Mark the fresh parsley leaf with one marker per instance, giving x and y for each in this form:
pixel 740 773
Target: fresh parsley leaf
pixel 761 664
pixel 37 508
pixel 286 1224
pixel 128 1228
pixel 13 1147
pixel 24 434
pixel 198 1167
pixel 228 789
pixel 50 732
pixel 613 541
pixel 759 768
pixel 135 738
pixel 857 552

## What is asked
Change "parsley" to "basil" throughout the records and reproduce them with nothing else altered.

## Task response
Mark the fresh basil leaf with one marker per instance, giving x and y for each in this form:
pixel 740 773
Target: fresh basil leaf
pixel 761 664
pixel 37 508
pixel 286 1224
pixel 128 1228
pixel 13 1147
pixel 24 434
pixel 198 1167
pixel 228 789
pixel 50 732
pixel 613 541
pixel 759 768
pixel 135 738
pixel 857 552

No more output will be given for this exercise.